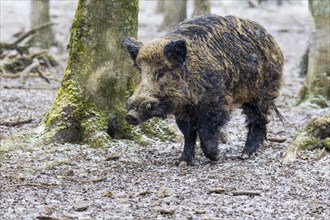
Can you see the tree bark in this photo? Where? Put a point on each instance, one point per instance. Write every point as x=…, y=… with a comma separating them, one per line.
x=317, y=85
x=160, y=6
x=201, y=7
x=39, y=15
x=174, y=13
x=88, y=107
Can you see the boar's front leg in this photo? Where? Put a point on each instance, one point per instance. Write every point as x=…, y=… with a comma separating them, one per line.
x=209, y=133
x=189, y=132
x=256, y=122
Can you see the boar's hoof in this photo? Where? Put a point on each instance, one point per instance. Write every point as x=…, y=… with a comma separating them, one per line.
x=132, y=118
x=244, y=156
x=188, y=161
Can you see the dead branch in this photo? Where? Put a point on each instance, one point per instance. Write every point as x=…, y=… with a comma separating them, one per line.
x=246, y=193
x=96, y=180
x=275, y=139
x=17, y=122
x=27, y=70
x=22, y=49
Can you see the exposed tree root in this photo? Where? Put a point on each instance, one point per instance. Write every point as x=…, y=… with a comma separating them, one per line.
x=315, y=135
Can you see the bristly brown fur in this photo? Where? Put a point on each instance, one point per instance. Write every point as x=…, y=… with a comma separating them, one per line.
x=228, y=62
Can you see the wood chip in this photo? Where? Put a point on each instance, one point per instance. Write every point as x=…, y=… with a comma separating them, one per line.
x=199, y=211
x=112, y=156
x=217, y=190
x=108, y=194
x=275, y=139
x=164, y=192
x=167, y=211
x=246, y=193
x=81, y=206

==

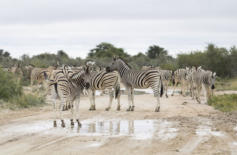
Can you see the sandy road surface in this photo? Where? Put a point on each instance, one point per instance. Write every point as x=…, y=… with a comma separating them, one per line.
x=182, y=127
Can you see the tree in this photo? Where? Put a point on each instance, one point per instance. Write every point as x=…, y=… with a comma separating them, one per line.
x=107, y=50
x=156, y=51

**PROBLEM DETAILS:** Quote the records word for word, beginning at the line that contains "Can you see the tree in" and stopping after the line that contains "x=156, y=51".

**FINAL RESULT:**
Can you see the tree in this photo? Where? Put a point on each instance, one point per instance. Write every point as x=…, y=… with a comma separating them, one per line.
x=107, y=50
x=156, y=51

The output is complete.